§ 网页节选:
· · ·
一提到美国宪政,人们往往首先想到1787年《联邦宪法》。毋庸置疑,这部宪法在美国政治与法律史上举足轻重,但是,如果我们打算对这部宪法及此后的美国宪政有一个更好的了解,不应忽略其殖民地时代的地方宪政经验。在一定程度上讲,这种经验成就了1787年联邦宪法,奠定了美国宪政的基础。
 
1620年,一群不满英国教会、追求宗教自由的清教徒,乘坐“五月花号”帆船,飘洋过海来到新大陆,由于海上风浪,错过了原先计划的目的地,选择在普利茅斯抛锚。为了在上岸之后能够实现自治的目标,41名男性成员在船上自愿同意签订了一份公约,史称《“五月花号”公约》。该公约是北美殖民地最早的以民众同意为基础的宪法性文件,为在新大陆建立一个自治和法治的社会打下了基础。“公约”虽内容简洁,但意旨清楚,其基本要义谓:“为了上帝的荣耀,为了增强基督信仰……我们这些签署人在上帝面前共同庄严立誓签约,自愿结为一个公民自治共同体。为了使上述目的能够得到更好的实施、维护和发展,我们将不时据此制定对殖民地公共福祉最适当的法律、法规、条令、宪章和公职规则,并保证遵守和服从它们。”
· · ·
§ 所示信息:
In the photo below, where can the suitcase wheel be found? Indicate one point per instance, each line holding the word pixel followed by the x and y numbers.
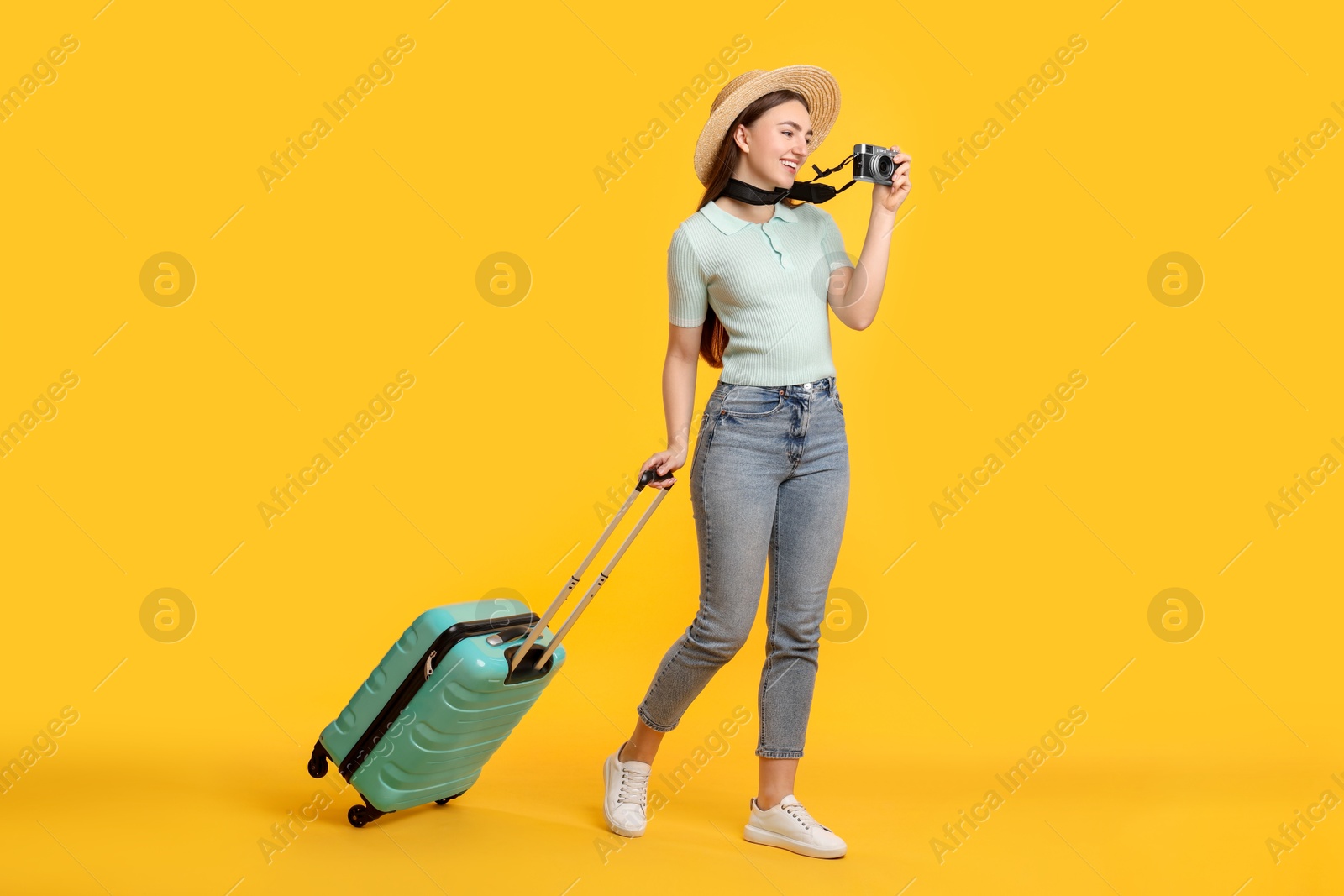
pixel 360 815
pixel 318 762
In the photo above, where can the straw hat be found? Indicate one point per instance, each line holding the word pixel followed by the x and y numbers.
pixel 817 85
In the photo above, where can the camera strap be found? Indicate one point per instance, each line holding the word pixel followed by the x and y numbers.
pixel 810 191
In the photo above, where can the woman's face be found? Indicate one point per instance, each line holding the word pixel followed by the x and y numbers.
pixel 774 148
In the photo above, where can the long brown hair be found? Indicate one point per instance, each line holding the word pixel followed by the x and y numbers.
pixel 714 338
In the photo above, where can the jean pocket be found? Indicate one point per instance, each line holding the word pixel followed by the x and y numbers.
pixel 753 401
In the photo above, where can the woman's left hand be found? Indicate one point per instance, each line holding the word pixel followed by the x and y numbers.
pixel 890 197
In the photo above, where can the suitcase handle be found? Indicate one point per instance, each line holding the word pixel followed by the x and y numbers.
· · ·
§ 任务要求:
请判断以下三项陈述是否与网页节选相符,逐项回答“是”或“否”,并原样引用节选中起决定作用的文字:(a) 《“五月花号”公约》由41名男性成员在船上签订;(b) 这群清教徒原本就计划在普利茅斯上岸;(c) 该公约内容繁复冗长。

§ 任务答复:
(a) 是。「41名男性成员在船上自愿同意签订了一份公约」
(b) 否。「错过了原先计划的目的地,选择在普利茅斯抛锚」
(c) 否。「“公约”虽内容简洁,但意旨清楚」